Items from a dataset:
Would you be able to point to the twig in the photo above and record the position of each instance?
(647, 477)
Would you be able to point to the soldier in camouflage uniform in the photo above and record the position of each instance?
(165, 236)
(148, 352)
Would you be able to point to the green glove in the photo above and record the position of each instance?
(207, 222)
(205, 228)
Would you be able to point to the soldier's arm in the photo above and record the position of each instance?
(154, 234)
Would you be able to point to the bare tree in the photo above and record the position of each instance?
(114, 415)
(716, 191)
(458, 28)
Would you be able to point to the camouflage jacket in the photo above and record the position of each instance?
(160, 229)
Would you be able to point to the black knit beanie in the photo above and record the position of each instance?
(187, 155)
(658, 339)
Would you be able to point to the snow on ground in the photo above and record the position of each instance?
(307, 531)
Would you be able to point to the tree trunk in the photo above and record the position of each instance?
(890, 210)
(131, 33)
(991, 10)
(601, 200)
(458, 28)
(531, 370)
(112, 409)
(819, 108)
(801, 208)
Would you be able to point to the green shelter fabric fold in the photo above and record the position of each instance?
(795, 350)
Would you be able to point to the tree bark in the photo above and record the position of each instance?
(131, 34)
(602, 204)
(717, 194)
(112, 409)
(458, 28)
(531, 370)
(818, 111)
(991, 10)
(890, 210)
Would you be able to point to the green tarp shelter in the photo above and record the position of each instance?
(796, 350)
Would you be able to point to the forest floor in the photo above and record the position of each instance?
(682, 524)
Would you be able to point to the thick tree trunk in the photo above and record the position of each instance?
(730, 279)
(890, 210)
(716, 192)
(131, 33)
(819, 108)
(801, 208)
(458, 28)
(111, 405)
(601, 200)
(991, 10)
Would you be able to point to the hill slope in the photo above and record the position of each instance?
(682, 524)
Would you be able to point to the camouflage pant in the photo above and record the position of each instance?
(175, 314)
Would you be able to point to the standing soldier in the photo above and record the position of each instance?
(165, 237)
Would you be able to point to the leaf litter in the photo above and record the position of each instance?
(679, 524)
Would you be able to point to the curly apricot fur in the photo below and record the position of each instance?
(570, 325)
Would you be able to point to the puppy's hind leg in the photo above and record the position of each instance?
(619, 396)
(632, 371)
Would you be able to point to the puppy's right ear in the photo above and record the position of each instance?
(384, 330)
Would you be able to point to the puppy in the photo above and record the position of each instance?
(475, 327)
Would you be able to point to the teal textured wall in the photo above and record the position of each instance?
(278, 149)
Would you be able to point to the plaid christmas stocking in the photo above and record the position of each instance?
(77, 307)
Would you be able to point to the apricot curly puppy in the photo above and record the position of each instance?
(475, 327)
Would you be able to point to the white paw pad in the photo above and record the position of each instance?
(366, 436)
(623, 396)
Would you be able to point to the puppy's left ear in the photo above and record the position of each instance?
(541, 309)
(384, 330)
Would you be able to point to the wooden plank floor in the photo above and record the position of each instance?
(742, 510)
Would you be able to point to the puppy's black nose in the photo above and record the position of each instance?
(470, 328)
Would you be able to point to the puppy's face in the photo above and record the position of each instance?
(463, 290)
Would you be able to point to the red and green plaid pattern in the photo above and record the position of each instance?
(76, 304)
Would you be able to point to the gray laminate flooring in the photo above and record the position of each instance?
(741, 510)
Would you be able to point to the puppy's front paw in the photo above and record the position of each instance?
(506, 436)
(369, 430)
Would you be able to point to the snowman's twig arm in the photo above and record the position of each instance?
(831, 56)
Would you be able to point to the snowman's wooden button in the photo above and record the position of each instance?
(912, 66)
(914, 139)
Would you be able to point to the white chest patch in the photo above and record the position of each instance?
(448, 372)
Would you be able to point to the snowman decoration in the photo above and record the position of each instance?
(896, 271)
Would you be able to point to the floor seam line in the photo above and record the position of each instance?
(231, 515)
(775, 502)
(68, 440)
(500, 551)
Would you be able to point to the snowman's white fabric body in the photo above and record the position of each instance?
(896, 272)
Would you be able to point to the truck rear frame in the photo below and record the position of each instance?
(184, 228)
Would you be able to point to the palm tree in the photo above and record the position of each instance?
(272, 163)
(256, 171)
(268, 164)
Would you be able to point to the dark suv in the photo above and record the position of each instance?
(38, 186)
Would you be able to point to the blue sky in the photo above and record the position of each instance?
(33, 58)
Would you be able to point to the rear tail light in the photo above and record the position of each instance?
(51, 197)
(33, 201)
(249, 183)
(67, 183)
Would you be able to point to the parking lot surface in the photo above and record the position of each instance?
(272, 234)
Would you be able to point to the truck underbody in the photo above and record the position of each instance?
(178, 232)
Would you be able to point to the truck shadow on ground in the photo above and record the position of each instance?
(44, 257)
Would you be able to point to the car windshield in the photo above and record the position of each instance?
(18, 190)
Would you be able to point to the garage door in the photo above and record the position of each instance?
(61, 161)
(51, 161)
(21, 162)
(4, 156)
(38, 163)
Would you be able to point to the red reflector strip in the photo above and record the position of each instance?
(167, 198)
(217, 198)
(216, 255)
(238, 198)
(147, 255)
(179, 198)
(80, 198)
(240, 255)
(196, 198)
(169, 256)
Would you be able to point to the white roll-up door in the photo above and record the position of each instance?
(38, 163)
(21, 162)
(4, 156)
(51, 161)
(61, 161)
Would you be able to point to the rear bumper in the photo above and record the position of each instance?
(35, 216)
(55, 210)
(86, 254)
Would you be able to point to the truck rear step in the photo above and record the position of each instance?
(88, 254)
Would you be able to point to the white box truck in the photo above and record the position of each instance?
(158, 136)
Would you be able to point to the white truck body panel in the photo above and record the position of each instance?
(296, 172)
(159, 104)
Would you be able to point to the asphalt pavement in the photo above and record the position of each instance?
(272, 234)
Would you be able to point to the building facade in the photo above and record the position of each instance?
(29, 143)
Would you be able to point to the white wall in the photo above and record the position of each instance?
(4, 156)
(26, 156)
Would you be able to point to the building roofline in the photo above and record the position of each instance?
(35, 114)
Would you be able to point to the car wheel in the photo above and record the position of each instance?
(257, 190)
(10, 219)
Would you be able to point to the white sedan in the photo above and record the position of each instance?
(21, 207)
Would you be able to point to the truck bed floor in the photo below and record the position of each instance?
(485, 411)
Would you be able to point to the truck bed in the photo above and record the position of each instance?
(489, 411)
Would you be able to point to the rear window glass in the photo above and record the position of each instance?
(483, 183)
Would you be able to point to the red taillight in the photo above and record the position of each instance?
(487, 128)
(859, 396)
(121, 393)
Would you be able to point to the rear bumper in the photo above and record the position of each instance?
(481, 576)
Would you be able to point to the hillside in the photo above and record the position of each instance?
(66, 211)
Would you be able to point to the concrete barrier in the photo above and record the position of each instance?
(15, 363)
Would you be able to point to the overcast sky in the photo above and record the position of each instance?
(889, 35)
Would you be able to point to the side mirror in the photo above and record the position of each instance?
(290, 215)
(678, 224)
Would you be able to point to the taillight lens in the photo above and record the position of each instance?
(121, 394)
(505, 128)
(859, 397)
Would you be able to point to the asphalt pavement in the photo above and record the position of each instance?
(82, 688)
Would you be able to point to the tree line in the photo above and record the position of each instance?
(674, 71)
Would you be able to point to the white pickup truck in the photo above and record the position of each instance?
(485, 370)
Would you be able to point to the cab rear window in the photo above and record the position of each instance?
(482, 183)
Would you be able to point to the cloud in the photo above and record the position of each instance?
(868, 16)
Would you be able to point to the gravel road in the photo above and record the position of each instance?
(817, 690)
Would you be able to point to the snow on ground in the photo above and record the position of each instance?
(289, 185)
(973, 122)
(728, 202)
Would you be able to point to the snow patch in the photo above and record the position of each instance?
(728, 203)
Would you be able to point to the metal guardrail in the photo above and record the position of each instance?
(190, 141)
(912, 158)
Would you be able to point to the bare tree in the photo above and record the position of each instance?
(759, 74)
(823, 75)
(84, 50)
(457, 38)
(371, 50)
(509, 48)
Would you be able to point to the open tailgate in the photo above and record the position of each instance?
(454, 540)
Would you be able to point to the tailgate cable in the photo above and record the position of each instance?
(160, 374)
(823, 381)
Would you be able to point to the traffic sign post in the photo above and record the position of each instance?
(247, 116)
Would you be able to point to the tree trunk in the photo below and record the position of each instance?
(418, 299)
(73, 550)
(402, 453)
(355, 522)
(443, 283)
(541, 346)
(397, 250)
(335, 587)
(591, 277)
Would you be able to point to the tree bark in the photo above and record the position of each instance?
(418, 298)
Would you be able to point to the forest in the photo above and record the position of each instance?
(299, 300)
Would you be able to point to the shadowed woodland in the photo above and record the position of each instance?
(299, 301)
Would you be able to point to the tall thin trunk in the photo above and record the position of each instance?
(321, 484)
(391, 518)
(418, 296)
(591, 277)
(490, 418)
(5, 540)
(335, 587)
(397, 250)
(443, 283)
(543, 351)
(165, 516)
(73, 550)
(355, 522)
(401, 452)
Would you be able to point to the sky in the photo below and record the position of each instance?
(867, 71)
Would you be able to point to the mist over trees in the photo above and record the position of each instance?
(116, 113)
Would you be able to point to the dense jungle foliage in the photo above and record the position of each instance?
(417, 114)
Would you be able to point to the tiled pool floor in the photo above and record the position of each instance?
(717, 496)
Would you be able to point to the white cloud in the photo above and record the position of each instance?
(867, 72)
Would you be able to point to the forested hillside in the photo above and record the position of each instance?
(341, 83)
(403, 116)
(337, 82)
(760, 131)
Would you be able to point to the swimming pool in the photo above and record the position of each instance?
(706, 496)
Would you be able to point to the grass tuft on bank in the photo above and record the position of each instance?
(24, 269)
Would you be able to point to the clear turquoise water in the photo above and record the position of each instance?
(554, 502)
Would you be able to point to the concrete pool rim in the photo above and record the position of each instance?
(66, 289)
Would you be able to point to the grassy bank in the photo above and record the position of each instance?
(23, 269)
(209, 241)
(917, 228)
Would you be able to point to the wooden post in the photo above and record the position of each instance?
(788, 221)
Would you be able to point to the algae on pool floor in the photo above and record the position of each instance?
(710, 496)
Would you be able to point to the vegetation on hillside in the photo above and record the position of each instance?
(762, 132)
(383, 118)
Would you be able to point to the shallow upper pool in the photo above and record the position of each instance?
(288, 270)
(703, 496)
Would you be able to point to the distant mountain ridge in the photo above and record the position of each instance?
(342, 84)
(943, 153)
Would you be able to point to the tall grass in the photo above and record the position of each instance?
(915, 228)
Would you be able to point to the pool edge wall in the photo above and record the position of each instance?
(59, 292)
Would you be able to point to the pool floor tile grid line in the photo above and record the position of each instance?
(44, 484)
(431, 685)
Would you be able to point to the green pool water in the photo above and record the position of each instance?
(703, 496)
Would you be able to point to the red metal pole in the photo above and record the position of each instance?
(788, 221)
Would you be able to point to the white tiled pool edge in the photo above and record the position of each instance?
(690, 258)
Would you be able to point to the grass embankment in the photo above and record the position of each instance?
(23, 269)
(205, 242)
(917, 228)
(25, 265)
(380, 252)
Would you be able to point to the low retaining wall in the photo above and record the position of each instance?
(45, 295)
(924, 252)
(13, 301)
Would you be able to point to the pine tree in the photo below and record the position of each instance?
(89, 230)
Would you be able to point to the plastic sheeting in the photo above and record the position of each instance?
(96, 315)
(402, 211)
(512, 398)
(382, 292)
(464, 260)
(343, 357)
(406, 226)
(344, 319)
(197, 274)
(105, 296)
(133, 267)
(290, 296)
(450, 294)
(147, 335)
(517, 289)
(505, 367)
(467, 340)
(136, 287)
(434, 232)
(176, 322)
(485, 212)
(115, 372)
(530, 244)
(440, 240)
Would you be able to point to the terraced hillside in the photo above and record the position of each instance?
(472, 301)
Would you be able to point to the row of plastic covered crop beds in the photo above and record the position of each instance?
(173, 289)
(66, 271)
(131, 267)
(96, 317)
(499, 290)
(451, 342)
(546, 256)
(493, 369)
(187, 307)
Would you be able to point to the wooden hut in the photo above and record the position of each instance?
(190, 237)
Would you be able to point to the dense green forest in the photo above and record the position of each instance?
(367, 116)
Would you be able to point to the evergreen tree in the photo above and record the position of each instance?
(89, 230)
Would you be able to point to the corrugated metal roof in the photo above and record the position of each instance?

Stated task
Everything from the line containing "Would you be able to point to the low" through the last line of the records must be given again exactly; leave out all other lines.

Expected output
Would you be able to point to the low retaining wall in the photo above and record the position of each instance?
(45, 295)
(924, 252)
(13, 301)
Would you be able to point to the pine tree in the photo below and record the position of each instance?
(89, 230)
Would you be able to point to the plastic sheeting in the photo above and record the position of each instance?
(96, 315)
(402, 211)
(512, 398)
(382, 292)
(464, 260)
(343, 357)
(406, 226)
(344, 319)
(197, 274)
(105, 296)
(133, 267)
(290, 296)
(450, 294)
(147, 335)
(517, 289)
(505, 367)
(467, 340)
(136, 287)
(434, 232)
(176, 322)
(485, 212)
(115, 372)
(530, 244)
(440, 240)
Would you be able to point to the terraced hillside in the photo above and record the position of each instance?
(472, 301)
Would you be able to point to the row of plastic covered crop beds in the photo above and record the position of each instance?
(173, 289)
(66, 271)
(131, 267)
(96, 317)
(499, 290)
(451, 342)
(546, 256)
(493, 369)
(187, 307)
Would you be able to point to the wooden hut in the photo above and record the position of each instance?
(190, 237)
Would you be able to point to the dense green forest in the photo above and record the position of each instance?
(367, 116)
Would you be able to point to the evergreen tree in the photo above and record the position of each instance?
(89, 230)
Would you be able to point to the corrugated metal roof in the photo above and record the position of each instance?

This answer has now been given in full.